::: GIVEN PASSAGE

Uploading data
Many GenAI agents use Retrieval Augmented Generation (RAG) to obtain knowledge from documents and unstructured data. Since knowledge is often stored in PDFs, you can use our ETL pipeline to convert the PDF file into a more LLM accessible markdown format. Furthermore, it will be processed into smaller RAG-ready chunks of content and will be ready to be stored in Refinery of the Kern AI platform through an optional export. This section is indented for the upload of data, but more information about the processes are described in the Data Processing Documentation Section.
If you upload your data, it will run through multiple stages:
- Uploading: the PDF file is uploaded to the application and stored
- Queue: the document is waiting to be processed since other documents are in the pipeline at the moment
- Extracting: extracting document/pulling text from the PDF, either via pdf2markdown, a LLM or a service like Azure Document Intelligence.
- Tokenizing: the document is tokenized by spacy for semantic splitting
- Splitting: the raw Markdown text is cut into chunks to best represent a logical block in a RAG ready length
- Transforming: the chunks are cleaned and optimized using a language model, e.g. transform text into tables
- Finished: the process is finished, the data can be further manipulated manually and exported
You can analyze what the Markdown chunks look like and how they are currently being stored. On the rightern side, you can also see how long each chunked fact is, as well as a best practice cutoff length.
If some text needs additional changes, the improvements can be done directly in the text editor or with the use of one of the options ‘Into Markdown-Table’ (to convert it in a markdown table) or ‘Cleanse Text’ (to clean the text from special characters or text that does not correspond to the content). Once the analyzation/review is done, this can be easily marked with the ‘Finish review’ button. All files, only reviewed files, or each file separately can be downloaded in an Excel form. Additionally, the text can be further split into chunks by adding three dashes (- - -) to the text. More about lost information and cleaning data in the Data Processing Documentation Section.

::::::
::: EXCERPTED DATA

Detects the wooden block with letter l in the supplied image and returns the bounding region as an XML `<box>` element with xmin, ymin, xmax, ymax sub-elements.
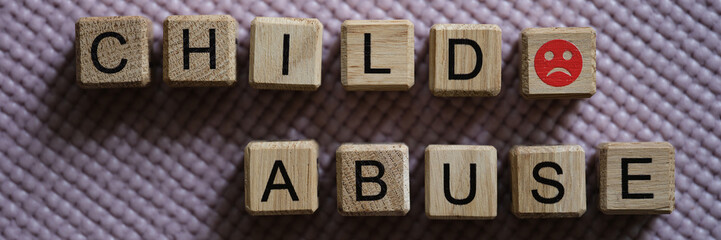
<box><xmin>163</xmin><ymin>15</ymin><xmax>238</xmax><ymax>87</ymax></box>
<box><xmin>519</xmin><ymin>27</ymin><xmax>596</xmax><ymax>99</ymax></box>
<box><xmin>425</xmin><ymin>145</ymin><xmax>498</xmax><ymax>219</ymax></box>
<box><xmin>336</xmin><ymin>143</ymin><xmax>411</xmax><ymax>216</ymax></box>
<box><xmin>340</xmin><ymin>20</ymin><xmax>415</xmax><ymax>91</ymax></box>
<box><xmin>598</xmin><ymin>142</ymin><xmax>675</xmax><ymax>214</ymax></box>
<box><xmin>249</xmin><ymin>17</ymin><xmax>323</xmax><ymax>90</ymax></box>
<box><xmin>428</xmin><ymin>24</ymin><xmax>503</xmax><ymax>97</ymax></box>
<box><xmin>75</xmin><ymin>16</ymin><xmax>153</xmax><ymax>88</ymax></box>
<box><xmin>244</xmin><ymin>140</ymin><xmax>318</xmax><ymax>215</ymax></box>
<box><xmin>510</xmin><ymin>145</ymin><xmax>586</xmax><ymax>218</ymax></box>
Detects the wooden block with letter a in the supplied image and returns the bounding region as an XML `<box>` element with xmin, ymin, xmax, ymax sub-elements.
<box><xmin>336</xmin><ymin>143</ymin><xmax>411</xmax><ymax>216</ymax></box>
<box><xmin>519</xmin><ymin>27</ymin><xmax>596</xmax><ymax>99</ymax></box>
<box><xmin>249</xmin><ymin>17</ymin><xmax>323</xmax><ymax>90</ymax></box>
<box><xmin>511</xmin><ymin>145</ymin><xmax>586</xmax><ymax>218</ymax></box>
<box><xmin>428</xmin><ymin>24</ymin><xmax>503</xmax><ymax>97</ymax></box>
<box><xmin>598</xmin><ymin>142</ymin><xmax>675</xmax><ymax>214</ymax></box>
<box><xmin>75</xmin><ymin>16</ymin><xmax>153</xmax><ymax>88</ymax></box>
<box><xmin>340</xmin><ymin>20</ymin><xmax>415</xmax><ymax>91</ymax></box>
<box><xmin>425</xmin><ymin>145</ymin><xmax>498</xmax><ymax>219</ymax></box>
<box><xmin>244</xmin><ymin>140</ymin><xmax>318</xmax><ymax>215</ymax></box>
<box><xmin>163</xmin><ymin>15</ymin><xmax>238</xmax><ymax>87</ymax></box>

::::::

• _WHAT THE TASK ASKS_: Please condense the paragraph of the data upload guide that begins "If some text needs additional changes" into a short bulleted list that keeps its main facts. The items have no connection to the data upload guide.

• _EXPECTED ANSWER_:
- Text can be improved in the text editor or with two options: "Into Markdown-Table" converts it to a markdown table, and "Cleanse Text" removes special characters and text that does not correspond to the content.
- The "Finish review" button marks a review as done.
- All files, only reviewed files, or each file separately can be downloaded in Excel form.
- Adding three dashes (- - -) to the text splits it into further chunks.
- The Data Processing Documentation Section covers lost information and cleaning data.